### Provided passage
______________________________
Before we could finish with the clams and fennel salad, another waiter presented a platter of roasted Italian peppers stuffed with cheese and sausage. With the previous four courses consumed the hunger that I was told to bring by Gerry had now faded, but that didn’t stop me from devouring one of the peppers, the saltiness of the sausage complimenting the sweet pepper and the mild mozzarella.

 

Stuffed peppers

Stuffed peppers

I sipped a glass of wine from the magnum of Cabernet on our table hoping to clear my palate and reintroduce that hunger before the next course but there was no time. Carmine appeared like a sadistic inquisitor with a platter of octopus cooked in his fiery wood burning oven. How could I resist?

Pulpo

Pulpo

I looked at Gerry. “Is this man planning to kill us here, so close to Woodlawn Cemetery,” I asked once Carmine was out of sight.

“Stop complaining,” Gerry said with disgust. “We haven’t even gotten to the pastas yet.”

And that was what I feared. I drank water and got up to go to the bathroom mainly just to stretch my legs and work off the first five courses. When I returned, there was a “family-size” platter of homemade cavatelli with more of that salty sausage and broccoli rabe sitting alongside another platter of what Carmine explained were “money bags,” or golf ball size dumplings stuffed with four cheeses in a rich mushroom and ham sauce. Both pastas were spectacular but also weighty on my already swollen belly. That didn’t stop me or others in my “family” from quickly consuming what had been assembled on the family-sized platters.
______________________________
[Data items]
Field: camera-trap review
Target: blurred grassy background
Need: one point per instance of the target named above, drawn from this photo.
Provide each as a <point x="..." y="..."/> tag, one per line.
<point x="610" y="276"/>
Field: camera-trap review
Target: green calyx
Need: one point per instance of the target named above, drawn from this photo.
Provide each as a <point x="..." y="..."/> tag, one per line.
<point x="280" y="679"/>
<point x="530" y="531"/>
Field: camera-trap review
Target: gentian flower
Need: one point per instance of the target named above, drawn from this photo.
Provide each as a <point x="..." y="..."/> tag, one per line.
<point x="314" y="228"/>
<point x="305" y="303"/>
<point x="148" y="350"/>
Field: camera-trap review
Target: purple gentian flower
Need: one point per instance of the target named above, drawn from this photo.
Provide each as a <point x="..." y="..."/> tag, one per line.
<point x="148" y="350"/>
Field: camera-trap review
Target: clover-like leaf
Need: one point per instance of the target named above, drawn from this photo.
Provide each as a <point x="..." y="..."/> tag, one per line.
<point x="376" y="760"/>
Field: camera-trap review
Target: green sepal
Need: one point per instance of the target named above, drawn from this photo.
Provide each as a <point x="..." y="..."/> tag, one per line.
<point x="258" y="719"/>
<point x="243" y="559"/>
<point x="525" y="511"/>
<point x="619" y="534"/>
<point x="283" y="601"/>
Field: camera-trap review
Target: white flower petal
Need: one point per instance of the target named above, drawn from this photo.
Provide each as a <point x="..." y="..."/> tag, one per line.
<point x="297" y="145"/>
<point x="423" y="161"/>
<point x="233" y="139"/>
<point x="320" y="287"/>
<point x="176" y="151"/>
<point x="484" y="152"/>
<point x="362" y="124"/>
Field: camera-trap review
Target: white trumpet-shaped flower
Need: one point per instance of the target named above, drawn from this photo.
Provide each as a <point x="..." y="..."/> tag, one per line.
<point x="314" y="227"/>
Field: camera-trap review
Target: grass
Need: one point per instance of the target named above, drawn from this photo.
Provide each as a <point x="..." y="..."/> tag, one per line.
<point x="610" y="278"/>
______________________________
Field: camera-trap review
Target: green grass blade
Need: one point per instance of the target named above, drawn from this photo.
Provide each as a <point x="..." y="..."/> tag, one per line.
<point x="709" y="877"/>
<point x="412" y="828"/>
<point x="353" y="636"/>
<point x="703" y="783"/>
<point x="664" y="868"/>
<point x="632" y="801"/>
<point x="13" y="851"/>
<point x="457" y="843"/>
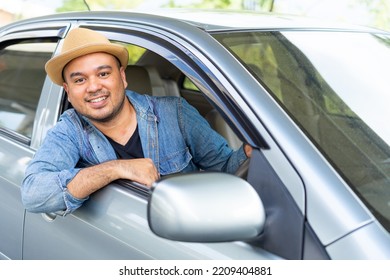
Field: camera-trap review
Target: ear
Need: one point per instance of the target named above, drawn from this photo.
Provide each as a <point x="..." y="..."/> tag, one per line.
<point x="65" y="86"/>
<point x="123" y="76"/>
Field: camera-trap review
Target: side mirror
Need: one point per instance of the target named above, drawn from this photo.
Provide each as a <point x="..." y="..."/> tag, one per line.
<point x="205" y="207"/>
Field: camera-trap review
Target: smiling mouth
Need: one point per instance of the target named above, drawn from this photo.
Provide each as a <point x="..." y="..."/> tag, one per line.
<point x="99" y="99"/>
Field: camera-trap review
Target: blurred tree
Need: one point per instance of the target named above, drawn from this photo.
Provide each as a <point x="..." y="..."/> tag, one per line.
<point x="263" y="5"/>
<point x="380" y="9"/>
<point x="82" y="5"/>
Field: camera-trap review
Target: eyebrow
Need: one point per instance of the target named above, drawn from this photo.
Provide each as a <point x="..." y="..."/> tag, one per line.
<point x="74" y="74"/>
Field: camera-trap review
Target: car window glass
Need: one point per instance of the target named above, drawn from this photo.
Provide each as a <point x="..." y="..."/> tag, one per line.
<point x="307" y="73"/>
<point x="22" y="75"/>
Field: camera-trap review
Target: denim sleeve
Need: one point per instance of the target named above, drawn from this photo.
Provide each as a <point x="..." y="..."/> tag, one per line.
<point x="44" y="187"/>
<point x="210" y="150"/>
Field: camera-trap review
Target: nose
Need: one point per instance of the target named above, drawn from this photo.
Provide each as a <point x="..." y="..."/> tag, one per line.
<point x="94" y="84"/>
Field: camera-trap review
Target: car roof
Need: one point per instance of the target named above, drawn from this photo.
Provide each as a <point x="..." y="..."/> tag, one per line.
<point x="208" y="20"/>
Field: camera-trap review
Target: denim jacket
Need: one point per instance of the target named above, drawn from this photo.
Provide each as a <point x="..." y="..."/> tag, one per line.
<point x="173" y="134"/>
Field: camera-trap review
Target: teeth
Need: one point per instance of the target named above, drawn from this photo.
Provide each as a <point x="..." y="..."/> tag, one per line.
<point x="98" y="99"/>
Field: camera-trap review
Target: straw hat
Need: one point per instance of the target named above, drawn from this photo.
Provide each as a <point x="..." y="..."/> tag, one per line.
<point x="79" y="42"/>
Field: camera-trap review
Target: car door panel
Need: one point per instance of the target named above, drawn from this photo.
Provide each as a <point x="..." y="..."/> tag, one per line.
______________________________
### Required tasks
1. Return the part of the dinner passage from "Before we could" up to and including "could I resist?".
2. List every dish brought to the table in the dinner passage.
3. According to the dinner passage, what did Carmine cook the octopus in?
These items are separate from the dinner passage.

### Per-task outputs
1.
Before we could finish with the clams and fennel salad, another waiter presented a platter of roasted Italian peppers stuffed with cheese and sausage. With the previous four courses consumed the hunger that I was told to bring by Gerry had now faded, but that didn’t stop me from devouring one of the peppers, the saltiness of the sausage complimenting the sweet pepper and the mild mozzarella.

 

Stuffed peppers

Stuffed peppers

I sipped a glass of wine from the magnum of Cabernet on our table hoping to clear my palate and reintroduce that hunger before the next course but there was no time. Carmine appeared like a sadistic inquisitor with a platter of octopus cooked in his fiery wood burning oven. How could I resist?

2.
- Clams and fennel salad
- Roasted Italian peppers stuffed with cheese and sausage
- Octopus
- Homemade cavatelli with sausage and broccoli rabe
- "Money bags," golf ball size dumplings stuffed with four cheeses in a mushroom and ham sauce

3. His fiery wood burning oven.